Task to complete: Every entry is to be returned as it stands, apart from the pictures.

Data provided:

* * *

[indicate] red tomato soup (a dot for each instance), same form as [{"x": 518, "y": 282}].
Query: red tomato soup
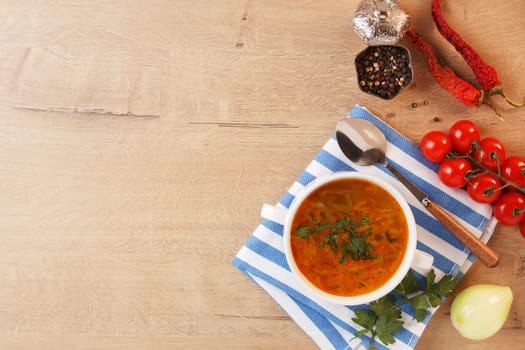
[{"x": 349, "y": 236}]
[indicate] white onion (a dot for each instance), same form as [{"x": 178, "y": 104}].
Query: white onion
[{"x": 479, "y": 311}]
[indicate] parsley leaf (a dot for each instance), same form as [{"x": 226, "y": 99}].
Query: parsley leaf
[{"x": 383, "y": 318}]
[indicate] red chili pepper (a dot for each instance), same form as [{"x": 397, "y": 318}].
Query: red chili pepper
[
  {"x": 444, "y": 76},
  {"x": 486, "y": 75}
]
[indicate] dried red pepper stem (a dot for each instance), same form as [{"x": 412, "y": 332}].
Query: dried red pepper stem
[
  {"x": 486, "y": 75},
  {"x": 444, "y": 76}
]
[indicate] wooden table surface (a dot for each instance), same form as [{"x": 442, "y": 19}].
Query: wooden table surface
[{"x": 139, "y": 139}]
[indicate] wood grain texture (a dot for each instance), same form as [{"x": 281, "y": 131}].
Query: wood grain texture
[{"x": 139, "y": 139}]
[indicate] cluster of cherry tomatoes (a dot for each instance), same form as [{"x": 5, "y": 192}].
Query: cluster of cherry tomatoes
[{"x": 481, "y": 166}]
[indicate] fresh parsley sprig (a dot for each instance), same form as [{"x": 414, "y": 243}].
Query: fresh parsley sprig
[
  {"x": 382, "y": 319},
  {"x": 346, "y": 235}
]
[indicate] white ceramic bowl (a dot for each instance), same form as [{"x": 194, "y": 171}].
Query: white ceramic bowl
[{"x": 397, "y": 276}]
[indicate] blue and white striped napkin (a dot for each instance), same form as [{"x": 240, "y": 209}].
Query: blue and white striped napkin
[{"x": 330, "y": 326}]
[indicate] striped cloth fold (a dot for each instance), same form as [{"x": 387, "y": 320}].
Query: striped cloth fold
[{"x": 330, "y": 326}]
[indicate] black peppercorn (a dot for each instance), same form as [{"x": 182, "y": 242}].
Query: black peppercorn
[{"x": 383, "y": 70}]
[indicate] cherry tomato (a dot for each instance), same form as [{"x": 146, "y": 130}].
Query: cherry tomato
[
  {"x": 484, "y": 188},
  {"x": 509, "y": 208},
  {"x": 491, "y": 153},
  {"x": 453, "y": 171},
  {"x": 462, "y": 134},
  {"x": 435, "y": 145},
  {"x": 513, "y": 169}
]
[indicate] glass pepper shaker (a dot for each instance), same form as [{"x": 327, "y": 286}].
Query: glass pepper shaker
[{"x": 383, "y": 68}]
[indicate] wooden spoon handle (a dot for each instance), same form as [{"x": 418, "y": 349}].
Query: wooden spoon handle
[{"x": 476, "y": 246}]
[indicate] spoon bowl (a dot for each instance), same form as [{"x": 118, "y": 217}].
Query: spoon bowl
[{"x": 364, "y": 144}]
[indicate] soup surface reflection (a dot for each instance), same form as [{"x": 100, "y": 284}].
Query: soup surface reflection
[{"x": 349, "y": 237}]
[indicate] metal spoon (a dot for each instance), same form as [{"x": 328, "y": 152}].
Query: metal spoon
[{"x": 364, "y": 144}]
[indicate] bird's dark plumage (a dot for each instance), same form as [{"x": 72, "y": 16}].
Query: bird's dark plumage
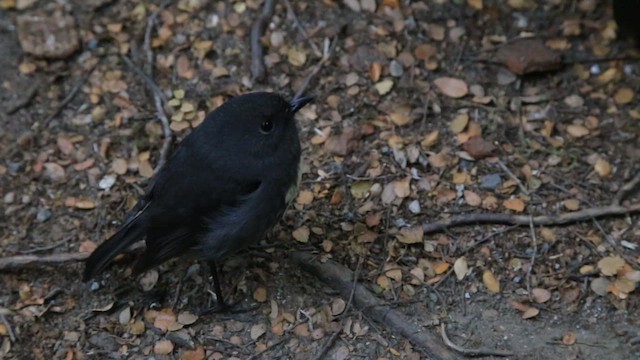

* * *

Answer box:
[indicate] red tomato soup (a dot for each instance), same form as [{"x": 518, "y": 282}].
Query: red tomato soup
[{"x": 349, "y": 236}]
[indicate] white onion (a dot for each instance), same form as [{"x": 178, "y": 104}].
Query: white onion
[{"x": 479, "y": 311}]
[indicate] parsley leaf (a dot for each instance), same form as [{"x": 226, "y": 99}].
Query: parsley leaf
[{"x": 383, "y": 318}]
[indicate] red chili pepper (a dot for each instance), same form as [{"x": 397, "y": 318}].
Query: red chili pepper
[
  {"x": 444, "y": 76},
  {"x": 486, "y": 75}
]
[indicate] dried red pepper stem (a dot for each instance), same form as [{"x": 412, "y": 332}].
Query: dried red pepper stem
[
  {"x": 486, "y": 75},
  {"x": 444, "y": 76}
]
[indicate] wooden table surface (a dot for each instance), same form as [{"x": 442, "y": 19}].
Query: wooden table surface
[{"x": 139, "y": 139}]
[indicate] wood grain texture (a dot for each instance), same form as [{"x": 281, "y": 131}].
Query: wood grain texture
[{"x": 139, "y": 139}]
[indicate] cluster of cherry tomatoes (a dot for each instance), same form as [{"x": 5, "y": 192}].
Query: cluster of cherry tomatoes
[{"x": 481, "y": 166}]
[indicate] fresh parsley sprig (a dot for each instance), same form as [{"x": 414, "y": 243}].
Query: fresh parsley sprig
[
  {"x": 382, "y": 319},
  {"x": 346, "y": 235}
]
[indicate] white ceramic bowl (a dot for each instance), same form as [{"x": 194, "y": 171}].
Query: white ceramic bowl
[{"x": 397, "y": 276}]
[indicate] blue and white striped napkin (a dot for each instance), same form as [{"x": 240, "y": 209}].
Query: blue and white striped napkin
[{"x": 330, "y": 326}]
[indicate] striped cloth fold (a dot for each instance), same form as [{"x": 387, "y": 320}].
Query: striped cloth fold
[{"x": 330, "y": 326}]
[indicate] black peppercorn (a dot for each instance), same form as [{"x": 182, "y": 242}].
Query: black peppercorn
[{"x": 383, "y": 70}]
[indicate] cherry tomato (a dot for each instance), same form as [{"x": 146, "y": 130}].
Query: cherry tomato
[
  {"x": 484, "y": 188},
  {"x": 509, "y": 208},
  {"x": 491, "y": 153},
  {"x": 453, "y": 171},
  {"x": 462, "y": 134},
  {"x": 435, "y": 145},
  {"x": 513, "y": 169}
]
[indicate] glass pepper shaker (a dot for each instance), same form as [{"x": 327, "y": 286}].
Query: glass pepper shaker
[{"x": 383, "y": 68}]
[indicate] wooden spoon handle (a dot for each instance), same form as [{"x": 418, "y": 349}].
Query: wooden spoon handle
[{"x": 476, "y": 246}]
[indicate] spoon bowl (a dot for each instance), same form as [{"x": 118, "y": 217}].
Query: spoon bowl
[{"x": 364, "y": 144}]
[indicate] soup surface reflection (a dot for each instance), same form as [{"x": 100, "y": 284}].
Query: soup surface reflection
[{"x": 349, "y": 237}]
[indicate] metal spoon (a dot for each instance), same form as [{"x": 328, "y": 152}].
Query: metal spoon
[{"x": 364, "y": 144}]
[indicate] bird's dark plumage (a dot for each instance), same form as [{"x": 72, "y": 16}].
Query: bird's dark plumage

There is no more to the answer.